Excerpt »
####

Movie Review: Early Man
Early Man is a cute, mildly funny, and extremely niche movie. If you like British humor and/or soccer, you’ll enjoy it.
I don’t think a movie has tried to target a smaller slice of the American Pie since Brokeback Mountain. Early Man seems targeted at expatriated English soccer hooligans who’ve since settled down and had children. It’s about cavemen living in prehistoric (well, they have cave paintings, so just-barely-historic) Manchester, England. They invent soccer and use it to one-up the French. This movie is so British my movie theater soda turned into Earl Grey Tea.
As such, this movie is very hit or miss. I liked it, and was tickled by the jokes. I can’t imagine anyone who didn’t grow up watching Monty Python or the BBC is going to get this movie at all.
Early Man (2018)
Dug (voiced by Eddie Redmayne) is a stone age lad with big goals. Mammoth sized, actually. Living in an idyllic valley with his bumbling tribe, Dug wants to do more than just hunt rabbits. There are two problems with Dug’s Mammoth hunting dreams: his tribe is perfectly happy with their unambitious life; they are also hopelessly incompetent.
Everything changes when Lord Nooth (Tom Hiddleston) and his bronze age invaders conquer the valley and eject Dug’s tribe. A botched attempt on Nooth’s life brings Dug to Bronze City, where he unwittingly challenges the Bronze Agers at their sacred past-time: football. Now Dug has one lunar cycle to whip his tribe into shape to play for the fate of their valley. Luckily for him, a soccer phenom named Goona (Maisie Williams) agrees to help in exchange for becoming the first woman to play on the sacred pitch.
Early Man is best when it’s being silly. The opening sequence was great and had some Caveman-grade slapstick. The movie bogs down when it has to lean on subtle jokes and cultural nods. I got most of the references in Early Man’s word-play, they just didn’t do more than get a smirk out of me. You’d have to really, really, like European Football culture to get a rise out of a lot of Early Man.
It’s hard to imagine the jokes in this movie doing anything for children other than sailing straight over their heads. I really enjoy children’s programming that has subtle jokes to keep parents engaged, but there has to be something for the kids to enjoy as well. You won’t have to worry about sitting through 2 hours of fart jokes here, but you’ll probably have to take your kids out for ice-cream afterwards as an apology.

####

Dataset extract »
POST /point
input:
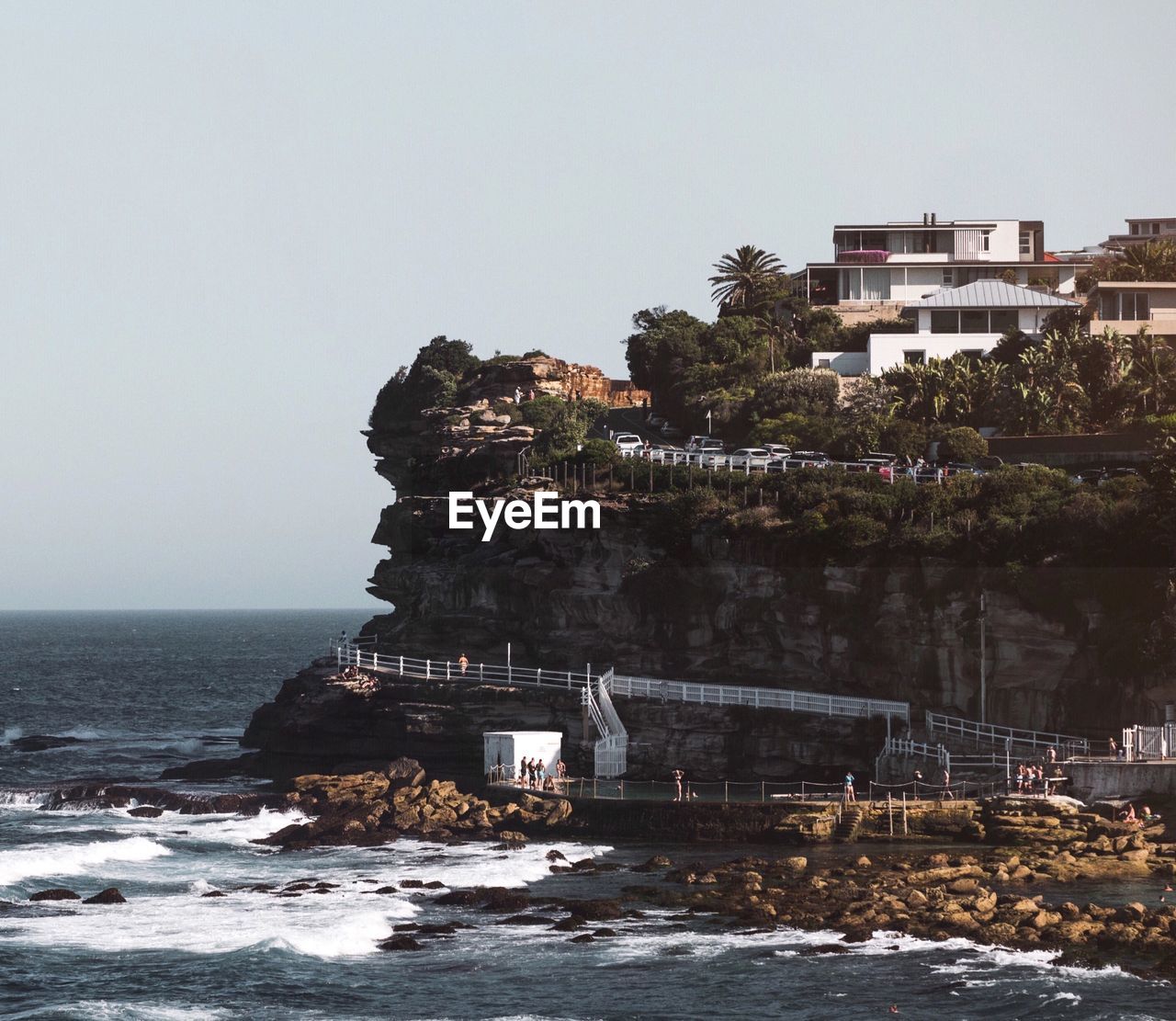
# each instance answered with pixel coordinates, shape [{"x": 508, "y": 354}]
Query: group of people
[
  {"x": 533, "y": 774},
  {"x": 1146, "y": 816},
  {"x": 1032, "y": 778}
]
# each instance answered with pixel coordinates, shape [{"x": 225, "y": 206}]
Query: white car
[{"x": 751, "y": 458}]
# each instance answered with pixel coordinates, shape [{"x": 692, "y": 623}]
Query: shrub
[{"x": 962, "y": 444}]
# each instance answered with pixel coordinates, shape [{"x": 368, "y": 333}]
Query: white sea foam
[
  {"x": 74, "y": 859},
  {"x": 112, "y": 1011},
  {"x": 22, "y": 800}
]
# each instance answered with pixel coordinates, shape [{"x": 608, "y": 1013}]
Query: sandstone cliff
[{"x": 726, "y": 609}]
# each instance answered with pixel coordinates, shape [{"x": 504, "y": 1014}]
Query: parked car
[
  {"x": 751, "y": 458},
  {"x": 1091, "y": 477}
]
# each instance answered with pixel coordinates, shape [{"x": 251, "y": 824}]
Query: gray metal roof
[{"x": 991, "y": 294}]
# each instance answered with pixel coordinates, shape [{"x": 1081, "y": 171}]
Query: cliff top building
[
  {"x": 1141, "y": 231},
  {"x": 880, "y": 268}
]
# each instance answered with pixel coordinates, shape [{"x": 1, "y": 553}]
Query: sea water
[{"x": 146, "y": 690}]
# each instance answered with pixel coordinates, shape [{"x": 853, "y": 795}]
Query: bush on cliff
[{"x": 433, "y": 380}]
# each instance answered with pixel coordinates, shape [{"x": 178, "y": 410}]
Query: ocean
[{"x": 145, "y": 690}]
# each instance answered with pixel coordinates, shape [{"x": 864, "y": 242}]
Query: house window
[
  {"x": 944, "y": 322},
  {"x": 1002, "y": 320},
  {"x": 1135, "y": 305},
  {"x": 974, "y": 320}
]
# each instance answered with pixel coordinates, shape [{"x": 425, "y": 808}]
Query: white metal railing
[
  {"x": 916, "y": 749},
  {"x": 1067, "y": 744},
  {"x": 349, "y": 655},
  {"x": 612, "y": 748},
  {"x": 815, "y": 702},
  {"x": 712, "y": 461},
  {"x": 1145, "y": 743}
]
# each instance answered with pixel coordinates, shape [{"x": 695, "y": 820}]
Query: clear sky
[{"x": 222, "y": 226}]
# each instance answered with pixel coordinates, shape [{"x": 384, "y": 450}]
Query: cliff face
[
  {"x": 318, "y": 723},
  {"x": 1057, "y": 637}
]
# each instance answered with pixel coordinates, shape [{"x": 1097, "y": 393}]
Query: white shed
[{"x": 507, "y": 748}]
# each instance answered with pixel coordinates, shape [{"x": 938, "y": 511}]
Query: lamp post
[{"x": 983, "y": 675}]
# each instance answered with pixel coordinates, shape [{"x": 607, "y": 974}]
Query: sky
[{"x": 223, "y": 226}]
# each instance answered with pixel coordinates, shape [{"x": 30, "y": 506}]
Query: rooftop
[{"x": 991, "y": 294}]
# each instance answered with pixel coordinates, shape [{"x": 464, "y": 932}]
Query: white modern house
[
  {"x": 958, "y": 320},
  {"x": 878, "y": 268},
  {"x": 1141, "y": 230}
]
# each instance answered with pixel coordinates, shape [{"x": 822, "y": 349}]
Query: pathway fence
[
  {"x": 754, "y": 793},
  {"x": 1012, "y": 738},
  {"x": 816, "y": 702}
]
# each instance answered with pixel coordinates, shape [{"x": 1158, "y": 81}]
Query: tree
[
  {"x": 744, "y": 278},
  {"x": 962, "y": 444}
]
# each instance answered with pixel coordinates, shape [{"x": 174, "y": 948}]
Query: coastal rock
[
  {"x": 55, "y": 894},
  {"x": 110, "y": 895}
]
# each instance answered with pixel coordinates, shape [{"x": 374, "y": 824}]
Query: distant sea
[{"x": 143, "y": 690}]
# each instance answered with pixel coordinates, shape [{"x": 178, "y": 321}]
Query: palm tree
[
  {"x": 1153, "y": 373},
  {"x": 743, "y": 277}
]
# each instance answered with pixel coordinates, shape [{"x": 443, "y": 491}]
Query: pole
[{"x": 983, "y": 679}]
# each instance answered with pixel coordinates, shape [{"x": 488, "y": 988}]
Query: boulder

####

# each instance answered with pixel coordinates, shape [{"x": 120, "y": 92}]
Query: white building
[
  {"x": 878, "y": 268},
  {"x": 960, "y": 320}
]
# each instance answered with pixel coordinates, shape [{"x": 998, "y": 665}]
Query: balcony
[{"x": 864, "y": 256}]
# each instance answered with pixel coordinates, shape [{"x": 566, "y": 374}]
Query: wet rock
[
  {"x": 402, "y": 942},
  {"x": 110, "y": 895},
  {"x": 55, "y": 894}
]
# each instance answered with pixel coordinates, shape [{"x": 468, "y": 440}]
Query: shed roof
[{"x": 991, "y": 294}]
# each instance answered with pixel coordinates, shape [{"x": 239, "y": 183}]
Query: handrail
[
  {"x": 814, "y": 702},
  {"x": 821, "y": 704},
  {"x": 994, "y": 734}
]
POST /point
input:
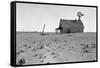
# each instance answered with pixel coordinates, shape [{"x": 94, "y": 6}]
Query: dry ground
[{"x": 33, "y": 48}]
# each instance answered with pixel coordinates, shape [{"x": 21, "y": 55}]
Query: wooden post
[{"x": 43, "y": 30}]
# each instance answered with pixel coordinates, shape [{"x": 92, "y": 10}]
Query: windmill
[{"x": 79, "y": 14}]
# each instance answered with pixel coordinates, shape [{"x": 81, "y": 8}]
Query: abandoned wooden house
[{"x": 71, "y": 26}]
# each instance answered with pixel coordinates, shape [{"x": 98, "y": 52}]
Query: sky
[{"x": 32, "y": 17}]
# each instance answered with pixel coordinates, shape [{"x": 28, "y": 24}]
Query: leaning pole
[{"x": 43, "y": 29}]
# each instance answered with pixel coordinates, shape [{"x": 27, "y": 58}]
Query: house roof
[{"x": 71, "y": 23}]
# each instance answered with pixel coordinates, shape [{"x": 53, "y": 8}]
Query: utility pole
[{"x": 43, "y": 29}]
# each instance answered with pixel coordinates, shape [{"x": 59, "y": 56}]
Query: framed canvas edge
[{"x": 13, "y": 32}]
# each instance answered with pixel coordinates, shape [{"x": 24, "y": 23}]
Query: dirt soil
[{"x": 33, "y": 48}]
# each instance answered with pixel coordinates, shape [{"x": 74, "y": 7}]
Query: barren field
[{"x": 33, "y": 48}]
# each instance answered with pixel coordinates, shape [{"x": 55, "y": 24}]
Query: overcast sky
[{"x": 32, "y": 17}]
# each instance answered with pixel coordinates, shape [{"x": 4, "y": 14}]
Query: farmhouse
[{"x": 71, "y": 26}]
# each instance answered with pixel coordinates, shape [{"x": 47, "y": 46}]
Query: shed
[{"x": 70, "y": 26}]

####

Parts of the exercise »
**1)** Update the Early Man review by rewriting the part that begins at "Dug (voiced by" and ends after "also hopelessly incompetent.", replacing "rabbits" with "squirrels".
**2)** Carry the Early Man movie review forward from its final sentence.

Answers provided »
**1)**
Dug (voiced by Eddie Redmayne) is a stone age lad with big goals. Mammoth sized, actually. Living in an idyllic valley with his bumbling tribe, Dug wants to do more than just hunt squirrels. There are two problems with Dug’s Mammoth hunting dreams: his tribe is perfectly happy with their unambitious life; they are also hopelessly incompetent.

**2)**
It’s Got the Directors Fingerprints All Over It… Literally
The art style is classic Nick Park. If you liked his previous works such as Chicken Run, Wallace and Gromit, or Shaun the Sheep, you’ll know what to expect here. His creations are always winsomely ugly. They always look like doofs, which is good, because they are doofs. Park portrays lovable losers about as well as any in the animation industry. It’s easy to root for Dug and Co.
While claymation is not groundbreaking, it is used so infrequently that I was engaged by its use in a feature length film. There is a ton going on visually; animating it all must have been a herculean task. I’ve never seen one of Park’s films on the big screen, as such I was mesmerized by little things. During the talkier parts I would play a game where I would see how many frames a fingerprint lasted on a certain character (they are hand molded, you can literally see prints all over Dug and crew). It reminded me of the good old days when HD first came out and flyovers of scenic Maine were jaw dropping.
Scratching the Niche
Early Man is such inoffensive entertainment that I was baffled when the ticket machine warned me that I should supervise any children who were watching this film with me. Really? Bambi gets a G for deer homicide and animals twitterpating all over the place, and I have to beware a film where they can’t even cook a rabbit?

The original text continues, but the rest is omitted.